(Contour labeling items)
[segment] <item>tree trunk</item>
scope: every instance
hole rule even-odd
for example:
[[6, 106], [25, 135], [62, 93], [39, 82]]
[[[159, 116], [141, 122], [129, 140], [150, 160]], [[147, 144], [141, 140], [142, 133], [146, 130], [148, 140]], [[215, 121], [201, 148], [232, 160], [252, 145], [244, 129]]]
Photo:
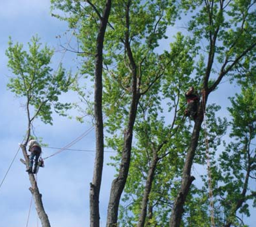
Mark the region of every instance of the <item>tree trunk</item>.
[[[27, 168], [29, 168], [29, 156], [26, 152], [26, 147], [23, 145], [20, 145], [20, 147], [25, 158], [26, 166]], [[50, 221], [48, 216], [44, 210], [44, 205], [42, 201], [42, 195], [40, 194], [39, 190], [37, 186], [37, 183], [34, 178], [34, 174], [29, 174], [29, 180], [31, 185], [31, 187], [30, 188], [33, 197], [34, 198], [34, 204], [36, 205], [36, 209], [37, 211], [37, 214], [41, 221], [42, 227], [51, 227]]]
[[99, 196], [102, 175], [104, 138], [102, 118], [102, 61], [104, 37], [111, 9], [111, 0], [107, 0], [97, 37], [94, 72], [94, 116], [95, 120], [96, 155], [92, 182], [90, 183], [90, 226], [100, 226]]
[[[205, 98], [205, 100], [206, 100], [207, 97]], [[174, 207], [171, 211], [171, 216], [169, 223], [170, 227], [179, 227], [180, 226], [182, 215], [184, 212], [183, 207], [186, 201], [186, 196], [189, 193], [190, 186], [195, 179], [195, 177], [191, 176], [190, 174], [204, 117], [203, 105], [203, 104], [201, 102], [198, 110], [198, 116], [195, 122], [190, 144], [188, 151], [183, 168], [181, 187], [175, 199]]]
[[[250, 147], [250, 146], [248, 146], [248, 147]], [[250, 148], [248, 149], [250, 149]], [[247, 153], [248, 155], [248, 157], [250, 157], [249, 151], [247, 151]], [[236, 204], [234, 204], [234, 207], [231, 209], [230, 215], [229, 217], [228, 217], [227, 221], [226, 224], [225, 224], [225, 225], [224, 226], [224, 227], [230, 227], [231, 226], [232, 224], [232, 222], [230, 220], [232, 220], [232, 217], [235, 217], [236, 213], [238, 210], [238, 209], [241, 208], [241, 207], [243, 205], [243, 203], [246, 200], [245, 197], [246, 197], [246, 193], [248, 189], [248, 183], [249, 182], [250, 174], [251, 173], [251, 161], [250, 158], [248, 158], [248, 166], [246, 170], [246, 175], [245, 176], [245, 182], [244, 183], [244, 188], [243, 189], [243, 191], [241, 192], [241, 195], [240, 195], [241, 198], [237, 202]]]
[[117, 226], [119, 202], [126, 182], [130, 166], [133, 130], [137, 112], [137, 100], [139, 100], [139, 98], [134, 100], [132, 103], [129, 126], [124, 135], [124, 145], [119, 174], [118, 176], [113, 181], [111, 186], [107, 216], [107, 227]]
[[156, 151], [154, 151], [154, 157], [153, 161], [150, 165], [150, 168], [148, 173], [148, 178], [147, 179], [145, 190], [144, 190], [143, 197], [141, 203], [141, 214], [139, 219], [139, 223], [137, 225], [137, 227], [144, 227], [145, 225], [145, 221], [147, 216], [147, 209], [148, 207], [148, 198], [149, 194], [151, 191], [152, 183], [155, 176], [155, 171], [156, 168], [156, 165], [158, 159], [157, 157]]
[[118, 209], [121, 196], [123, 192], [127, 179], [130, 167], [130, 153], [133, 141], [133, 132], [135, 122], [137, 109], [141, 94], [140, 86], [141, 81], [137, 79], [137, 66], [134, 61], [129, 41], [129, 8], [131, 1], [126, 5], [125, 48], [130, 62], [130, 69], [132, 71], [132, 84], [131, 86], [132, 98], [129, 112], [128, 125], [124, 130], [123, 137], [123, 147], [122, 152], [121, 164], [117, 177], [115, 179], [111, 186], [111, 191], [108, 203], [107, 216], [107, 226], [116, 227], [118, 217]]

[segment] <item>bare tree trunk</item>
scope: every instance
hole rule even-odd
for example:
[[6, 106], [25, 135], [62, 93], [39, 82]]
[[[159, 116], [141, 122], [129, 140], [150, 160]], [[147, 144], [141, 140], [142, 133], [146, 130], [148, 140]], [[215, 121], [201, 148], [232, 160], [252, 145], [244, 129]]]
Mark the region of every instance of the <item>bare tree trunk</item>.
[[191, 171], [196, 149], [198, 145], [201, 125], [203, 120], [203, 103], [201, 103], [198, 116], [195, 123], [190, 144], [183, 168], [181, 187], [171, 211], [169, 223], [170, 227], [179, 227], [180, 226], [182, 215], [184, 212], [183, 207], [186, 196], [189, 193], [190, 186], [195, 179], [194, 176], [191, 175]]
[[[29, 156], [26, 152], [26, 147], [24, 145], [21, 144], [20, 147], [25, 158], [26, 166], [27, 168], [28, 168], [29, 160]], [[34, 204], [36, 204], [36, 209], [37, 210], [37, 214], [40, 221], [41, 221], [42, 227], [51, 227], [48, 216], [44, 210], [44, 205], [43, 204], [43, 201], [41, 199], [42, 195], [40, 194], [34, 174], [29, 174], [29, 180], [31, 185], [31, 187], [30, 188], [30, 190], [33, 195]]]
[[224, 227], [230, 227], [232, 224], [232, 217], [235, 217], [236, 213], [238, 210], [238, 209], [241, 208], [243, 205], [243, 203], [246, 201], [246, 193], [248, 189], [248, 183], [249, 182], [249, 178], [252, 170], [251, 165], [252, 162], [251, 161], [250, 153], [250, 144], [251, 141], [248, 143], [248, 145], [247, 146], [247, 153], [248, 155], [248, 165], [246, 169], [246, 175], [245, 176], [245, 182], [244, 183], [244, 187], [242, 191], [241, 192], [240, 196], [241, 198], [237, 201], [236, 203], [234, 205], [234, 207], [231, 208], [230, 211], [230, 214], [229, 217], [227, 218], [227, 221], [224, 226]]
[[150, 168], [148, 173], [148, 178], [147, 179], [145, 190], [144, 190], [143, 197], [141, 203], [141, 214], [139, 219], [137, 227], [144, 227], [147, 216], [147, 209], [148, 207], [148, 198], [151, 191], [152, 183], [153, 182], [154, 177], [155, 176], [155, 171], [156, 168], [156, 165], [158, 159], [157, 156], [157, 151], [154, 151], [153, 160], [150, 165]]
[[95, 119], [96, 155], [92, 182], [90, 184], [90, 226], [100, 226], [99, 196], [102, 175], [104, 138], [102, 118], [102, 61], [104, 37], [111, 9], [112, 1], [107, 0], [97, 37], [95, 61], [94, 116]]
[[117, 226], [119, 203], [127, 179], [130, 167], [133, 127], [135, 122], [139, 101], [141, 96], [139, 88], [140, 81], [137, 79], [137, 66], [134, 61], [129, 42], [129, 8], [130, 4], [131, 1], [129, 0], [126, 6], [126, 29], [124, 45], [129, 58], [130, 65], [130, 69], [132, 71], [133, 77], [132, 84], [132, 98], [129, 113], [128, 123], [124, 132], [123, 147], [119, 174], [117, 177], [113, 181], [111, 186], [107, 216], [107, 227], [116, 227]]

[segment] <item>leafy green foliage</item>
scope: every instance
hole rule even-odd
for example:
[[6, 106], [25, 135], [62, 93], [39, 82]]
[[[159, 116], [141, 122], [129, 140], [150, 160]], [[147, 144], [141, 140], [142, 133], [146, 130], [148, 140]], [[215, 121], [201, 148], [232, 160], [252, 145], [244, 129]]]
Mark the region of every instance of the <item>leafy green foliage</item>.
[[13, 76], [7, 87], [17, 97], [25, 98], [30, 121], [39, 116], [45, 123], [52, 124], [52, 109], [66, 116], [66, 110], [70, 108], [70, 104], [59, 102], [59, 96], [68, 91], [73, 80], [70, 73], [65, 73], [61, 66], [53, 72], [50, 65], [53, 50], [41, 46], [39, 39], [33, 37], [26, 51], [22, 44], [13, 44], [10, 39], [6, 54]]

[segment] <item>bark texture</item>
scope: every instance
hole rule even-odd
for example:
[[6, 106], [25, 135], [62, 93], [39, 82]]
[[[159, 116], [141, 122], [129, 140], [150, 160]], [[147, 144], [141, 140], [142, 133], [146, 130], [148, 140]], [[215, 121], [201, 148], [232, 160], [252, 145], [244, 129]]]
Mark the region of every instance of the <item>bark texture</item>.
[[107, 0], [97, 37], [94, 72], [94, 116], [96, 155], [92, 182], [90, 184], [90, 226], [100, 226], [99, 196], [103, 163], [103, 127], [102, 118], [102, 61], [104, 37], [111, 9], [112, 1]]
[[129, 108], [129, 120], [123, 136], [123, 147], [122, 152], [121, 164], [117, 177], [112, 182], [108, 203], [107, 216], [107, 226], [116, 227], [118, 209], [121, 196], [127, 179], [130, 161], [130, 153], [133, 140], [133, 131], [135, 122], [140, 93], [140, 80], [137, 78], [137, 66], [134, 61], [129, 42], [129, 8], [131, 1], [129, 1], [126, 6], [126, 34], [124, 41], [125, 48], [129, 61], [129, 69], [133, 78], [131, 86], [132, 101]]
[[[27, 168], [29, 168], [29, 156], [26, 152], [26, 147], [23, 144], [20, 145], [20, 148], [22, 148], [23, 155], [26, 162], [26, 166]], [[37, 186], [37, 181], [34, 178], [34, 174], [29, 174], [29, 180], [31, 185], [31, 187], [30, 188], [30, 191], [33, 195], [33, 197], [36, 205], [36, 209], [37, 211], [37, 214], [41, 221], [42, 227], [51, 227], [50, 221], [48, 218], [48, 216], [45, 212], [43, 204], [42, 195], [40, 194], [38, 187]]]
[[148, 207], [148, 198], [152, 188], [154, 177], [155, 176], [155, 171], [156, 168], [158, 159], [157, 156], [156, 151], [154, 151], [153, 161], [150, 165], [150, 168], [148, 173], [148, 177], [144, 191], [142, 202], [141, 203], [141, 214], [139, 219], [137, 227], [143, 227], [145, 225], [146, 218], [147, 217], [147, 209]]
[[189, 193], [190, 186], [195, 180], [195, 177], [191, 175], [191, 171], [193, 160], [197, 147], [198, 138], [203, 120], [203, 103], [201, 102], [198, 116], [195, 122], [193, 132], [191, 136], [190, 144], [185, 161], [182, 173], [182, 180], [181, 188], [175, 199], [174, 207], [171, 211], [170, 220], [170, 227], [179, 227], [181, 225], [182, 215], [184, 212], [184, 205], [186, 196]]

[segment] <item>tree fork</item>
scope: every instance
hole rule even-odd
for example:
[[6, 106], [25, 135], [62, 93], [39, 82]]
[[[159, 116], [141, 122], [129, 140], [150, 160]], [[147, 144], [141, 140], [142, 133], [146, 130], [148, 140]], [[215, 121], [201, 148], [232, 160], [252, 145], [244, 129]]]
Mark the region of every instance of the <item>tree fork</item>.
[[181, 187], [178, 193], [174, 207], [171, 211], [171, 218], [169, 222], [170, 227], [179, 227], [181, 225], [182, 215], [184, 212], [184, 205], [186, 196], [189, 191], [190, 186], [195, 177], [191, 175], [191, 171], [193, 160], [195, 157], [196, 150], [198, 143], [198, 138], [201, 129], [201, 125], [204, 118], [203, 110], [206, 104], [207, 95], [205, 94], [205, 103], [201, 102], [198, 111], [198, 116], [195, 122], [194, 128], [191, 136], [191, 140], [186, 157], [184, 167], [183, 168]]
[[92, 183], [90, 183], [90, 226], [100, 226], [99, 195], [103, 163], [104, 140], [102, 118], [102, 62], [105, 34], [111, 10], [112, 0], [107, 0], [97, 37], [95, 59], [94, 115], [96, 155]]

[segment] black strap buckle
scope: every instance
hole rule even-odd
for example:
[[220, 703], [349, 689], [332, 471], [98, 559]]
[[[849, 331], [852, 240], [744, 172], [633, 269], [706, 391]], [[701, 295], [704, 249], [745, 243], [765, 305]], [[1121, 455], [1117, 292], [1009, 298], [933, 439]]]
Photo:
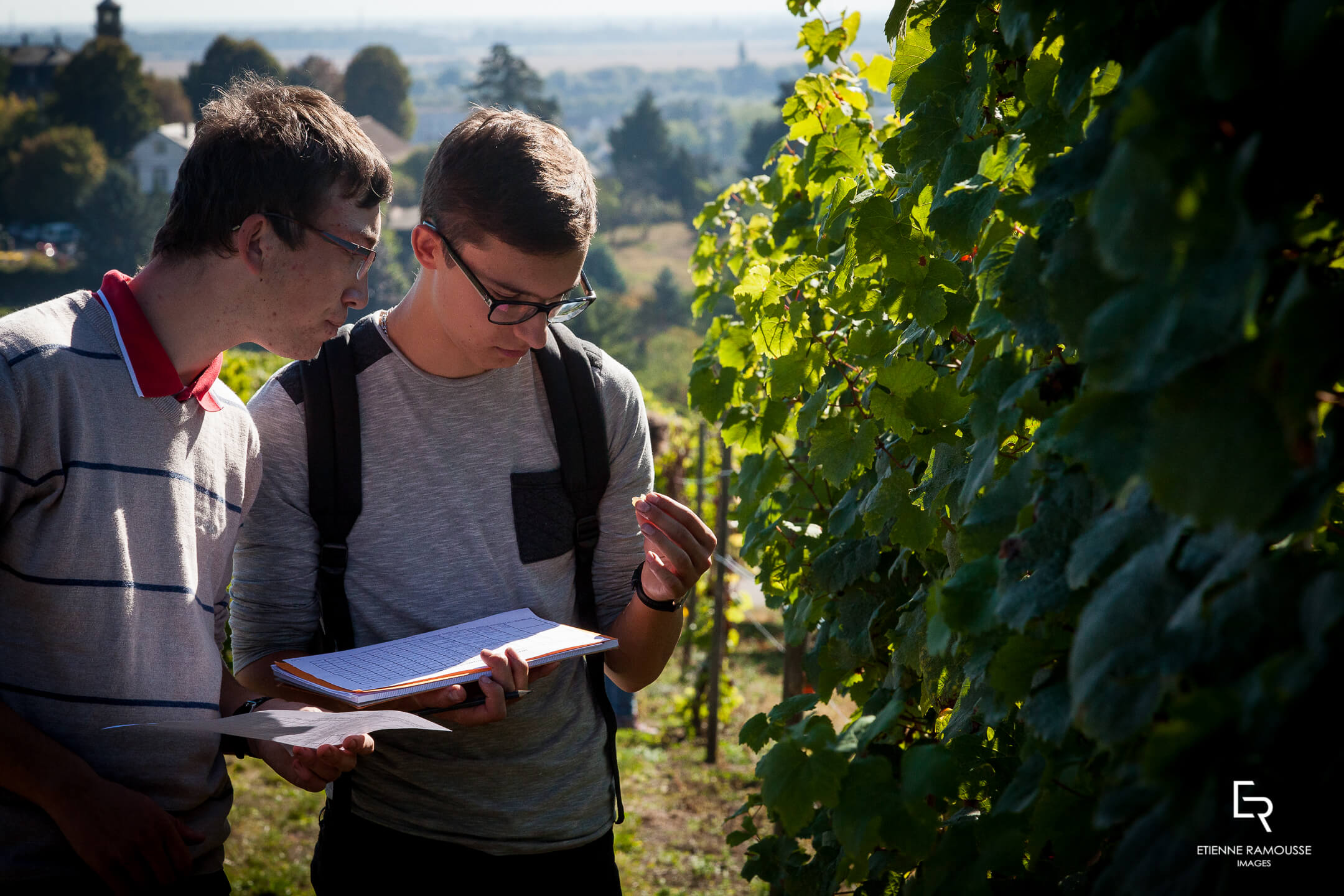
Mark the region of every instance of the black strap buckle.
[[317, 568], [323, 572], [341, 575], [348, 560], [349, 548], [344, 541], [327, 541], [317, 551]]
[[601, 528], [595, 516], [585, 516], [574, 521], [574, 545], [578, 549], [589, 553], [595, 551], [598, 535], [601, 535]]

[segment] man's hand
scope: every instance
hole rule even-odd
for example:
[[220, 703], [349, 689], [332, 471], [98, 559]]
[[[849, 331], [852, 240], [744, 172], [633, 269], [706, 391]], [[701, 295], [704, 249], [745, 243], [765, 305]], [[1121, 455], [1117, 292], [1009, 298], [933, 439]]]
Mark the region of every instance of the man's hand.
[[184, 880], [191, 875], [187, 844], [204, 840], [149, 797], [105, 778], [48, 813], [75, 854], [118, 896]]
[[[544, 678], [556, 665], [550, 662], [538, 668], [535, 674], [530, 673], [527, 660], [517, 656], [517, 650], [513, 647], [505, 647], [503, 652], [481, 650], [481, 661], [491, 668], [491, 673], [477, 681], [485, 703], [480, 707], [435, 713], [433, 716], [435, 721], [441, 721], [450, 728], [474, 728], [476, 725], [499, 721], [508, 715], [504, 692], [517, 690], [520, 686], [526, 688], [528, 682], [536, 678]], [[386, 708], [418, 712], [434, 707], [452, 708], [453, 704], [462, 703], [465, 699], [466, 689], [462, 685], [449, 685], [448, 688], [425, 690], [402, 697], [395, 704], [387, 704]]]
[[714, 532], [691, 508], [657, 492], [636, 498], [634, 516], [644, 532], [644, 592], [653, 600], [679, 599], [710, 568]]
[[[288, 700], [267, 700], [265, 707], [266, 709], [325, 712], [319, 707]], [[374, 737], [371, 735], [351, 735], [339, 747], [335, 744], [323, 744], [317, 750], [293, 747], [293, 754], [286, 750], [285, 744], [274, 740], [249, 740], [247, 750], [289, 783], [316, 793], [347, 771], [353, 770], [359, 756], [374, 752]]]

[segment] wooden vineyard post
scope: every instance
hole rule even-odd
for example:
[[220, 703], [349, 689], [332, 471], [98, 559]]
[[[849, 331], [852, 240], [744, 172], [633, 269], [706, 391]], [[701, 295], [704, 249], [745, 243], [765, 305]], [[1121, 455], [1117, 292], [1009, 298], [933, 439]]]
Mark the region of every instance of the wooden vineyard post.
[[[732, 449], [724, 445], [722, 438], [719, 446], [719, 516], [715, 521], [714, 535], [719, 540], [716, 548], [719, 556], [726, 557], [728, 556], [728, 476], [732, 472]], [[707, 684], [710, 695], [706, 707], [704, 737], [704, 762], [711, 766], [719, 759], [719, 676], [723, 672], [723, 645], [727, 641], [723, 631], [723, 578], [726, 572], [723, 560], [719, 560], [714, 570], [714, 638], [710, 641], [710, 681]]]
[[[700, 420], [700, 431], [696, 439], [695, 450], [695, 514], [704, 519], [704, 420]], [[685, 627], [687, 635], [685, 641], [681, 642], [681, 681], [691, 674], [691, 645], [695, 642], [695, 635], [689, 633], [692, 625], [695, 625], [695, 598], [700, 591], [700, 584], [696, 583], [691, 588], [691, 596], [685, 600]], [[700, 733], [700, 701], [695, 701], [695, 719], [692, 719], [692, 727], [696, 733]]]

• Problem to work on:
Please arrange the items as a Markdown table with columns "Row" and "Text", starting with the first line and going on through the line with "226], [100, 226]]", one numbered row per line. Skip blank lines and leave the pictures out.

• Task response:
| Row | Text |
|---|---|
| 1 | [segment] <item>tree trunk</item> |
| 2 | scope: every instance |
| 3 | hole rule even-odd |
| 4 | for example: |
| 5 | [[6, 106], [25, 135], [62, 93], [39, 82]] |
| 6 | [[[159, 116], [141, 122], [129, 140], [150, 160]], [[147, 144], [141, 140], [142, 133], [146, 130], [148, 140]], [[215, 121], [201, 148], [232, 160], [252, 145], [244, 129]]] |
| 7 | Photo: |
| 8 | Mark the region of every instance of the <item>tree trunk</item>. |
| 9 | [[[27, 168], [29, 168], [29, 156], [26, 152], [26, 147], [23, 145], [20, 145], [20, 147], [25, 158], [26, 166]], [[50, 221], [48, 216], [44, 210], [44, 205], [42, 201], [42, 195], [40, 194], [39, 190], [37, 186], [37, 183], [34, 178], [34, 174], [29, 174], [29, 180], [31, 185], [31, 187], [30, 188], [33, 197], [34, 198], [34, 204], [36, 205], [36, 209], [37, 211], [37, 214], [41, 221], [42, 227], [51, 227]]] |
| 10 | [[99, 196], [102, 175], [104, 138], [102, 118], [102, 61], [104, 37], [111, 9], [111, 0], [107, 0], [97, 37], [94, 72], [94, 116], [95, 120], [96, 155], [92, 182], [90, 183], [90, 226], [100, 226]] |